* [PROBLEM DESCRIPTION]: Retrieve every line of the data holding the word "below".

Referring expression pointing data
....

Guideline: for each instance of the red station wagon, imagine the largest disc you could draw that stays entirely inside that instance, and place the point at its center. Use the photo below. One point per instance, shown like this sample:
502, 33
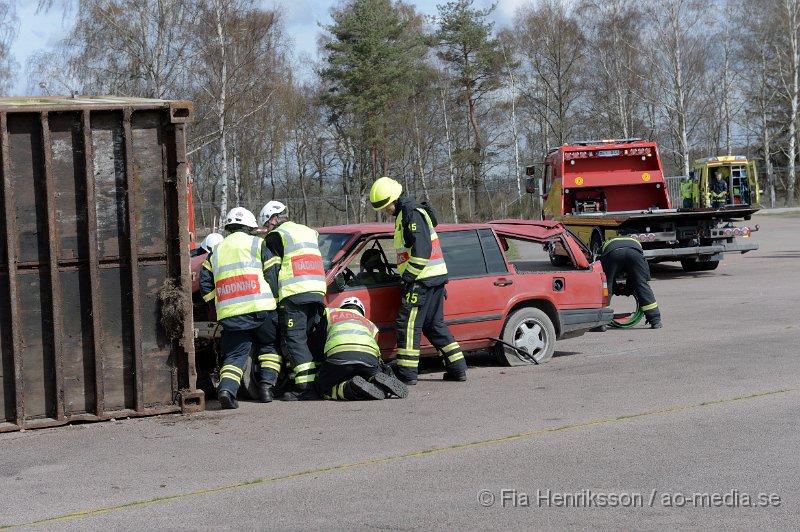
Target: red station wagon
503, 285
515, 287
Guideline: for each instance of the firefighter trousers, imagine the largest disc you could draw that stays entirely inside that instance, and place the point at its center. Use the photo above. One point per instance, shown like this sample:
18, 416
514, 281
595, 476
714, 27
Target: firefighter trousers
297, 323
338, 370
631, 262
422, 311
238, 344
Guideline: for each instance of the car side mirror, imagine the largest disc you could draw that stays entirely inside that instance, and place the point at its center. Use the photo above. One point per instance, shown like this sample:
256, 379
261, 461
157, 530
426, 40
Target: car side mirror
339, 282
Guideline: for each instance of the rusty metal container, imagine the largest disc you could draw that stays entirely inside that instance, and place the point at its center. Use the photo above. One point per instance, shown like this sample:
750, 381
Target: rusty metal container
93, 222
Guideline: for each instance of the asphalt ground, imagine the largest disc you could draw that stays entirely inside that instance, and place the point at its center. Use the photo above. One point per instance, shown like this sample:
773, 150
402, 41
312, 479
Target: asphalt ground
695, 425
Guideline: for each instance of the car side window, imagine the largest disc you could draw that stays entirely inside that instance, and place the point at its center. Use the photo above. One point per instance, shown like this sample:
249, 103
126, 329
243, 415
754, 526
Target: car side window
528, 256
373, 265
463, 254
491, 250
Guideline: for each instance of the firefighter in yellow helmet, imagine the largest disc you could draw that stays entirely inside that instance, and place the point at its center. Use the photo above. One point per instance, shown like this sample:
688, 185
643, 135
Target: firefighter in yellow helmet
424, 273
352, 369
301, 292
239, 277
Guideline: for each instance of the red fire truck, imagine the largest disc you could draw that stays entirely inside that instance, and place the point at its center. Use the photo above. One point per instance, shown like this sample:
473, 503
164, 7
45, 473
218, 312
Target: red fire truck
601, 188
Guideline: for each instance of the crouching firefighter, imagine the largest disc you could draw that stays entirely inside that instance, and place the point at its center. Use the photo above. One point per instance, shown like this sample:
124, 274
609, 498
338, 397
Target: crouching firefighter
239, 277
352, 368
624, 255
424, 273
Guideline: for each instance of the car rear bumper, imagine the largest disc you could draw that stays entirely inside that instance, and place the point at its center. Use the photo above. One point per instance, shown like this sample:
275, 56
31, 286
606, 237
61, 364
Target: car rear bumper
576, 322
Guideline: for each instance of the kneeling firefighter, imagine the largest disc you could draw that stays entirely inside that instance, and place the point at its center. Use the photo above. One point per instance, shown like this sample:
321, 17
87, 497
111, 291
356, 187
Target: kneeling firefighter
352, 368
624, 254
239, 277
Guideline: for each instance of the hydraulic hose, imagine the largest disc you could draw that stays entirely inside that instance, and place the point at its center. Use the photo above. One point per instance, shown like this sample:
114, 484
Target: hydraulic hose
632, 319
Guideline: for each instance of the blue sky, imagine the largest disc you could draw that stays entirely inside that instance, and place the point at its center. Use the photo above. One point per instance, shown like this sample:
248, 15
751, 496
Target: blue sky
301, 18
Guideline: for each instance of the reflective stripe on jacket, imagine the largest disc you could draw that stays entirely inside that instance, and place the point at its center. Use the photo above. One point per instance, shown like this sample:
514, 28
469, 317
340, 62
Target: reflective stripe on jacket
422, 267
240, 287
348, 330
302, 270
617, 242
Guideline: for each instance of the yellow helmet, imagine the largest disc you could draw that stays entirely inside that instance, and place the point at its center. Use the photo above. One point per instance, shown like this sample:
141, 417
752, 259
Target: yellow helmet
384, 191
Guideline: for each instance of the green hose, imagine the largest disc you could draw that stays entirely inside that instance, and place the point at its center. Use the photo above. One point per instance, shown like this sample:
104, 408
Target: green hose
631, 321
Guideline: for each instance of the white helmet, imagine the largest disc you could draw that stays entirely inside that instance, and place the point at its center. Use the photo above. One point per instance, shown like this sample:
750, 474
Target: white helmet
354, 302
241, 216
211, 241
270, 209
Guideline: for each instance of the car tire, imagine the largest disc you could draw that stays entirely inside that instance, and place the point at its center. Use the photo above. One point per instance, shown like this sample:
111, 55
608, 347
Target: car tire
531, 329
557, 260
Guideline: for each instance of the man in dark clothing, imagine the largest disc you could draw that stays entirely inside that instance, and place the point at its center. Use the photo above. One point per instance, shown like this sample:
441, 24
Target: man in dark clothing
424, 273
719, 191
301, 292
239, 277
352, 369
624, 255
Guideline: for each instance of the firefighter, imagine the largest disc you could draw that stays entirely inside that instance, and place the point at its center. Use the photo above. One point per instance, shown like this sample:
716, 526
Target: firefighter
687, 193
301, 292
239, 277
719, 191
424, 274
207, 245
624, 255
352, 368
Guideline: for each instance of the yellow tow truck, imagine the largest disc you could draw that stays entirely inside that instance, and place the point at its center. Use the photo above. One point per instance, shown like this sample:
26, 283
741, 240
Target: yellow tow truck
739, 173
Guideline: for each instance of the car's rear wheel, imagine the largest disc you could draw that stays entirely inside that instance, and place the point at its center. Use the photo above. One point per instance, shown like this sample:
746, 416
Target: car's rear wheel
530, 330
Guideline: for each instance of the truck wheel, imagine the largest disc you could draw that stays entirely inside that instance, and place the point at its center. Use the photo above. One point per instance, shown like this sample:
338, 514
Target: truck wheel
531, 330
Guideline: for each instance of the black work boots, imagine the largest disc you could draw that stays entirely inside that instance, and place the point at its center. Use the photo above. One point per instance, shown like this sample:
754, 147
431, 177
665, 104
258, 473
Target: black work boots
227, 400
390, 384
300, 392
358, 388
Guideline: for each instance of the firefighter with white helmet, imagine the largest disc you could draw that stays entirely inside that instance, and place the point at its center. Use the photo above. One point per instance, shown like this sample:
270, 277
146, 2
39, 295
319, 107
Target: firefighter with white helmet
424, 273
352, 367
239, 277
301, 292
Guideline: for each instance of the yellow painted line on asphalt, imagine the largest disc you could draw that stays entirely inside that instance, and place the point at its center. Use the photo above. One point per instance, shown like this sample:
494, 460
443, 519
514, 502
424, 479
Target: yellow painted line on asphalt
387, 459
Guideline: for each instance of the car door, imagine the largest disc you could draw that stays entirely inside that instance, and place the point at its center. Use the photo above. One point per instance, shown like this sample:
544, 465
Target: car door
479, 284
380, 293
569, 284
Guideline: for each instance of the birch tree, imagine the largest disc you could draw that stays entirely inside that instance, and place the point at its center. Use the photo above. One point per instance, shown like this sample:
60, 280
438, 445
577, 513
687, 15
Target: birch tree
678, 50
9, 25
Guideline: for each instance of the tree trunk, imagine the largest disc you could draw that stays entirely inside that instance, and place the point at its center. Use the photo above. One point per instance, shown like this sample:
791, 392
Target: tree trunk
450, 160
418, 149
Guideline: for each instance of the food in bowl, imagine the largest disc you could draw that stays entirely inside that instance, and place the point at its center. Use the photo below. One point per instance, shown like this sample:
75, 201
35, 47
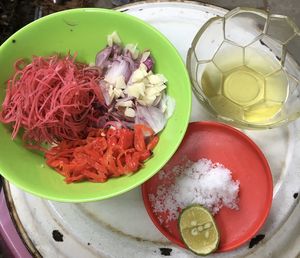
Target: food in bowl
85, 31
103, 118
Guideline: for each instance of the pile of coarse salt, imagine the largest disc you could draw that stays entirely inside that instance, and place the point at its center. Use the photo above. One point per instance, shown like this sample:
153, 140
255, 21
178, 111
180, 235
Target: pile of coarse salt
202, 182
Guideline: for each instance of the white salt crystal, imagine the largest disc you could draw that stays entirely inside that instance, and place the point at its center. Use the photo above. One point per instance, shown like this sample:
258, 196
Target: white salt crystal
202, 182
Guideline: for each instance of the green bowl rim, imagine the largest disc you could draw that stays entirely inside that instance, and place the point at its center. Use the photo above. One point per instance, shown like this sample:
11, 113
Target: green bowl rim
186, 118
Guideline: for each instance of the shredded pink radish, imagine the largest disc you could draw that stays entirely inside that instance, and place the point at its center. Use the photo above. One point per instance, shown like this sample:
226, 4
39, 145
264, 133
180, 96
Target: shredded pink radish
53, 99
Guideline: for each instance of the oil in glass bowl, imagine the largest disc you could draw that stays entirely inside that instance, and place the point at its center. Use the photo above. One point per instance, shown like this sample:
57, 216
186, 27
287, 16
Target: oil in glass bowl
242, 90
245, 68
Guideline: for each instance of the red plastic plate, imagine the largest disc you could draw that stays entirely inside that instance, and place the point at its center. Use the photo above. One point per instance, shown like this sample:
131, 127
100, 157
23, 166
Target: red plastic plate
230, 147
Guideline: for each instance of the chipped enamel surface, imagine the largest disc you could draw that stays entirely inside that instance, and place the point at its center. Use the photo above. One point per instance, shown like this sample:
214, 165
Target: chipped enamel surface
120, 227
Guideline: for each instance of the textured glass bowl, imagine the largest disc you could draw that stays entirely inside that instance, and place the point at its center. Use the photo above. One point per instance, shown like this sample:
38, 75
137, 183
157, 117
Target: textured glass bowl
240, 33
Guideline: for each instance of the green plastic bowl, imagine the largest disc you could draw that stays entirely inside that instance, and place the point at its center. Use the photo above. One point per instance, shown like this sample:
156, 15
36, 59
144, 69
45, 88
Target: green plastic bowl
85, 31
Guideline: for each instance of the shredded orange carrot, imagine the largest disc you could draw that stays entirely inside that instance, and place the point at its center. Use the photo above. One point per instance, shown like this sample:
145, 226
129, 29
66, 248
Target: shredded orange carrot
105, 153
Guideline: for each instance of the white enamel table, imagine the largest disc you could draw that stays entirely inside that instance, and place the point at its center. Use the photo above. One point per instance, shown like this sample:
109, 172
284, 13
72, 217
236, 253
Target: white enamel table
120, 227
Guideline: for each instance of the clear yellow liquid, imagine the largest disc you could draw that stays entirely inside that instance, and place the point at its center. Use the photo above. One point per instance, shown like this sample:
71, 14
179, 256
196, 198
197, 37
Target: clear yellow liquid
251, 89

....

* [SOLUTION TO THIS TASK]:
Guideline: for each instance of the red station wagon, imagine the largest disc you could draw that stays entirely inside that instance, and place the point at its center. Use the photo below. One point per instance, shown like this sample:
Guideline: for each instance of the food in bowl, imagine the largest disc you could draw that stays entirely inside that instance, and place the point at its center. Use the photo below. One point per instance, shown like this sample:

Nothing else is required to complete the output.